◆ DIRECTIONS: Give the number of lines below that hold the string "positive", and nothing more.

◆ INPUT RECORDS:

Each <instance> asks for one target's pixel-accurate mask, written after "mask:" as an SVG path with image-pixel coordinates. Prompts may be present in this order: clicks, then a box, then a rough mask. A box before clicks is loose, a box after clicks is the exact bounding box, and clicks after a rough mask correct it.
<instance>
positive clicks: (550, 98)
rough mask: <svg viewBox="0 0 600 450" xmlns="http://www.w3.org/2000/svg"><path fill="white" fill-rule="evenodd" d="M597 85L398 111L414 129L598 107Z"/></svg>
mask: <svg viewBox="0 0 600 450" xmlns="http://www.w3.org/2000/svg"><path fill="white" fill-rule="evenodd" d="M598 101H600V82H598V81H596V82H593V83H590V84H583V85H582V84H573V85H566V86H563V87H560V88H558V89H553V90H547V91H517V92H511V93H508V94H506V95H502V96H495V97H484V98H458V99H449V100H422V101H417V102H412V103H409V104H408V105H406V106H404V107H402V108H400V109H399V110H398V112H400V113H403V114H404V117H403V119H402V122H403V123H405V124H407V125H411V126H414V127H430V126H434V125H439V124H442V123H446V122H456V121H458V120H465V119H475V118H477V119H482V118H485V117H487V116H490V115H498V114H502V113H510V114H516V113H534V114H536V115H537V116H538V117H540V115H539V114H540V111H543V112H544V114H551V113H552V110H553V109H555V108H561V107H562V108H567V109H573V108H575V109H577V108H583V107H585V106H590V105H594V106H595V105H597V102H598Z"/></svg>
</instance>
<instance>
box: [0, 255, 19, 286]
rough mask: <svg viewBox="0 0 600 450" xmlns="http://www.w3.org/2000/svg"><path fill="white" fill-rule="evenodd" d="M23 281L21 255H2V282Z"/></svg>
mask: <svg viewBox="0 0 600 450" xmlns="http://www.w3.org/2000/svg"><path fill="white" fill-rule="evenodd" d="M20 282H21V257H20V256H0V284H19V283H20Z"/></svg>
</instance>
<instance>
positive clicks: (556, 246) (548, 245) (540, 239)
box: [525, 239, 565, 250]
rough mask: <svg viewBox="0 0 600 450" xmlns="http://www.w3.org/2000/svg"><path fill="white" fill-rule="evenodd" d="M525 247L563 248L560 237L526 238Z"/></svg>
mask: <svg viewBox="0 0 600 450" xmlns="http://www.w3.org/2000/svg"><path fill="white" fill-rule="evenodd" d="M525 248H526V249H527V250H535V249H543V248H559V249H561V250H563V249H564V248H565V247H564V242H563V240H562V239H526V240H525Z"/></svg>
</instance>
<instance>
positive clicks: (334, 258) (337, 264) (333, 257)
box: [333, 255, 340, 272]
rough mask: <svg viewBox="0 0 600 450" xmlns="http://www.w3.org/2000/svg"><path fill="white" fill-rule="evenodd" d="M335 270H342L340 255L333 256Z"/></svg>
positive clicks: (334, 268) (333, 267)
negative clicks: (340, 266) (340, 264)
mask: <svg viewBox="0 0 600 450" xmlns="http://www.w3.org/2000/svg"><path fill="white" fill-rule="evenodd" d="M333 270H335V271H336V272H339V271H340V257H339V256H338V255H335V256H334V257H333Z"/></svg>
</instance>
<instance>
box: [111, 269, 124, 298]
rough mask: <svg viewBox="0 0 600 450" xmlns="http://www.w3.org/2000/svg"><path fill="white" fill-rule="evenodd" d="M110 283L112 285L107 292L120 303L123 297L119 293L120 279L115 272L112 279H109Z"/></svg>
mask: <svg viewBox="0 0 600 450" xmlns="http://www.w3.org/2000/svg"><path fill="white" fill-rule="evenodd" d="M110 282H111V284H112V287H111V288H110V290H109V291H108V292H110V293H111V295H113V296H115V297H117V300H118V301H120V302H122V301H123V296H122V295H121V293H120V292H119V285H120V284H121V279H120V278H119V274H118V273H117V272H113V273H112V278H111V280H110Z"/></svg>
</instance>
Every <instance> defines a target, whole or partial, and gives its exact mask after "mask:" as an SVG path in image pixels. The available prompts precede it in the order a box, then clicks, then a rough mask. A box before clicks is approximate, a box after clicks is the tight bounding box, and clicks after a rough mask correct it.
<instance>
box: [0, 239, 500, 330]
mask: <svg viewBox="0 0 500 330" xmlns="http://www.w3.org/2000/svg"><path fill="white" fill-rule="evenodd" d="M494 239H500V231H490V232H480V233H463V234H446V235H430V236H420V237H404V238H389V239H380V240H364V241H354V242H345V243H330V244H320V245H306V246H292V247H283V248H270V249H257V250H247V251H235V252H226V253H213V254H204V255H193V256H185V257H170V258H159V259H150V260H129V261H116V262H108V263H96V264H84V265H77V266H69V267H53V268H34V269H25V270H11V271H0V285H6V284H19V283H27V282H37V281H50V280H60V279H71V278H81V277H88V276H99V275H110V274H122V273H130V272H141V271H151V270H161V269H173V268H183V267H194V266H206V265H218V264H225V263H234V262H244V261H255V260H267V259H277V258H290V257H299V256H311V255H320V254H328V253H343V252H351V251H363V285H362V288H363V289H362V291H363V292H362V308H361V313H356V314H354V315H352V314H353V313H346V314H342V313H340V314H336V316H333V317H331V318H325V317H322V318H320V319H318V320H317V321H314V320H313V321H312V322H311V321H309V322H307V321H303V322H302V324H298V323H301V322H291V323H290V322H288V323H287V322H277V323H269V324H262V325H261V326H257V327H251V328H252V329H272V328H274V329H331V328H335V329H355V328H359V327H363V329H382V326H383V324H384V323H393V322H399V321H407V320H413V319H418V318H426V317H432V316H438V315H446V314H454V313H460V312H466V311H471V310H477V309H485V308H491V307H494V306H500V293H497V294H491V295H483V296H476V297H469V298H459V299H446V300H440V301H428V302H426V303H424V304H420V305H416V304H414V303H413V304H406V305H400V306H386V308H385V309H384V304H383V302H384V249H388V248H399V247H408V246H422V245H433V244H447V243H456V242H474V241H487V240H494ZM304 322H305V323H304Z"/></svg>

◆ OUTPUT FOR THIS TASK: 4